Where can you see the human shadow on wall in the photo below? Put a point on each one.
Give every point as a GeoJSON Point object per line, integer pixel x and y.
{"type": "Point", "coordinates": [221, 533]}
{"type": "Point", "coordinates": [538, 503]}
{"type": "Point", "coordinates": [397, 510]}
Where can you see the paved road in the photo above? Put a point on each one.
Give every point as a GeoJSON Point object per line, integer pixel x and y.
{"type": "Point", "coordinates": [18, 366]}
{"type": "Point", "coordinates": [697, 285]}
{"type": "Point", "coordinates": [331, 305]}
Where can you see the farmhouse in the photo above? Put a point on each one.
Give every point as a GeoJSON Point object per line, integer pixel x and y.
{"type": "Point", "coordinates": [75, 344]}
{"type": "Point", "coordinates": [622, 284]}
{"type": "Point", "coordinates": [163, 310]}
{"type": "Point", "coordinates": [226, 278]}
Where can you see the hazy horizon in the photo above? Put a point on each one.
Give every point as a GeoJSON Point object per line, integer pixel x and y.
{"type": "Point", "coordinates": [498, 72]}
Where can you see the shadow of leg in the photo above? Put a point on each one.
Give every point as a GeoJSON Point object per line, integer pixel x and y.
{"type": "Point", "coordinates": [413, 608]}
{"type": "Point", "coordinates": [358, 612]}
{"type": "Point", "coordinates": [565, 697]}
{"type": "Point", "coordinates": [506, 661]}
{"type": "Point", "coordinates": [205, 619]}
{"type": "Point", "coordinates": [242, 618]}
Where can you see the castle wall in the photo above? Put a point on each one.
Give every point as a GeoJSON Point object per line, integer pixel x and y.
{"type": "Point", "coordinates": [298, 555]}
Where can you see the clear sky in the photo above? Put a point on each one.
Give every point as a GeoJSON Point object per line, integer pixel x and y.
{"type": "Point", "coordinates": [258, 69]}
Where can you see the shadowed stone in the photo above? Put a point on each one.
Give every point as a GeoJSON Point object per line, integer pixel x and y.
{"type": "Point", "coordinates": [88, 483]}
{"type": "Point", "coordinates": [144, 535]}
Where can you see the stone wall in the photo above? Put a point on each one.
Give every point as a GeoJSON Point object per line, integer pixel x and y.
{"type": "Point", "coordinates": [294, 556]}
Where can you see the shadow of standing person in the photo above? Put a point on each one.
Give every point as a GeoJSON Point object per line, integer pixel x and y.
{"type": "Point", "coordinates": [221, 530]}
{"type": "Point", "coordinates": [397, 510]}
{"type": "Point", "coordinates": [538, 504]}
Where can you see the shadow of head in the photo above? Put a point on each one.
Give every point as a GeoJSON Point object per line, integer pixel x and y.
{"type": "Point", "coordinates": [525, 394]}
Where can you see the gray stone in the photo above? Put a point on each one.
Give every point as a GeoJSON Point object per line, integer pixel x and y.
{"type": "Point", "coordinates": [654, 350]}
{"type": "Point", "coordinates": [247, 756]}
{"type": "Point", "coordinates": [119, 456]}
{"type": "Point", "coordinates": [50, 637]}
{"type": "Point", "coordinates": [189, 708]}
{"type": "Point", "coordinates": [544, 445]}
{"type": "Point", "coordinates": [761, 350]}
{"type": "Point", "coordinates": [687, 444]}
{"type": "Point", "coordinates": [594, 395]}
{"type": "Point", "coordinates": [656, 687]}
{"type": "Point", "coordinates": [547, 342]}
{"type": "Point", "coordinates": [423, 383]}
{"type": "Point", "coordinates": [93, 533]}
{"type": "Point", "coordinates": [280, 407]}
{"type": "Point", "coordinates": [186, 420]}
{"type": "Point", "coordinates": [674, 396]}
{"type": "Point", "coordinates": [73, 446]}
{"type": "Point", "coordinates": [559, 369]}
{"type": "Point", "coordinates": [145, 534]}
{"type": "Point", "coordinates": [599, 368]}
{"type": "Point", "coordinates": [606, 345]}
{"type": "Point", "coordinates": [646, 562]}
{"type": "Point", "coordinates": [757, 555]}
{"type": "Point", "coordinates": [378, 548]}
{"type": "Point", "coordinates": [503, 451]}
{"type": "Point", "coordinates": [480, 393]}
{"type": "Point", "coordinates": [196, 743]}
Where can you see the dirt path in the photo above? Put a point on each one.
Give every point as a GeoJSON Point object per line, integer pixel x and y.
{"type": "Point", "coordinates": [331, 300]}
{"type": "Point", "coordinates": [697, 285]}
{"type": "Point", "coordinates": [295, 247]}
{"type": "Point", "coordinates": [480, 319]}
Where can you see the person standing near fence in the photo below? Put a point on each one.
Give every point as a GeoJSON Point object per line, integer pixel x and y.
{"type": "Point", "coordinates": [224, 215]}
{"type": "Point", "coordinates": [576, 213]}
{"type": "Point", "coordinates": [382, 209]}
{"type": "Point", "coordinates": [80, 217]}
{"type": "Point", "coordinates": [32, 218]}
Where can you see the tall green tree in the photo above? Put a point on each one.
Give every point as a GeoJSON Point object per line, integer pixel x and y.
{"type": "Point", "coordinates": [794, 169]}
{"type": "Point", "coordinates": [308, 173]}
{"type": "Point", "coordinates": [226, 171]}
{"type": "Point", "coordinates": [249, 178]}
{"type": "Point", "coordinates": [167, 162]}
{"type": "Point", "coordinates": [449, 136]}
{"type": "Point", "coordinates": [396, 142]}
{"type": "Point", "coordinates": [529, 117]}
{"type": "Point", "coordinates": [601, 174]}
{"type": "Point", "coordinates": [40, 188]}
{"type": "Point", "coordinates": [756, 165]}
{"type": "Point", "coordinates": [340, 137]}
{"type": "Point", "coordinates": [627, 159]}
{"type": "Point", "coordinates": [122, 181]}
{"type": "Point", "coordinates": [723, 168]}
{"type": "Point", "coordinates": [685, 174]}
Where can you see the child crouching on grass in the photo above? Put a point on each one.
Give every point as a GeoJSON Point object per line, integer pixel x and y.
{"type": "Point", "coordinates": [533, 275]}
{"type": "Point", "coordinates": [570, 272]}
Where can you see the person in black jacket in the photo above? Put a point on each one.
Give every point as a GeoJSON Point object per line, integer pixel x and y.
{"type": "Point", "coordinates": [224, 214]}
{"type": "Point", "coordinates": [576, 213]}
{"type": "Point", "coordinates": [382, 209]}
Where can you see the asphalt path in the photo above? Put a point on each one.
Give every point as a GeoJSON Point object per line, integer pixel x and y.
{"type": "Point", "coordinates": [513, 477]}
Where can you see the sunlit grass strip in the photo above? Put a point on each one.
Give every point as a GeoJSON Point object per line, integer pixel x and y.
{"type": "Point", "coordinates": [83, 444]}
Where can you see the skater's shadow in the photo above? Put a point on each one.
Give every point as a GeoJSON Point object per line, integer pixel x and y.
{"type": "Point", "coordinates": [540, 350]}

◆ WHAT THE TASK ASKS ◆
Recast everything from the line containing "Where can you see the skater's" down to the end of the items as a Markdown table with the columns Row and Line, numbering each line and leaving out blank ones.

◆ COMPLETE RESPONSE ◆
| Row | Line |
|---|---|
| 1 | Where can you see the skater's shadow in the photo above? Put a point on each one. |
| 2 | Give every point as a GeoJSON Point object per line, integer pixel x and y. |
| 3 | {"type": "Point", "coordinates": [540, 350]} |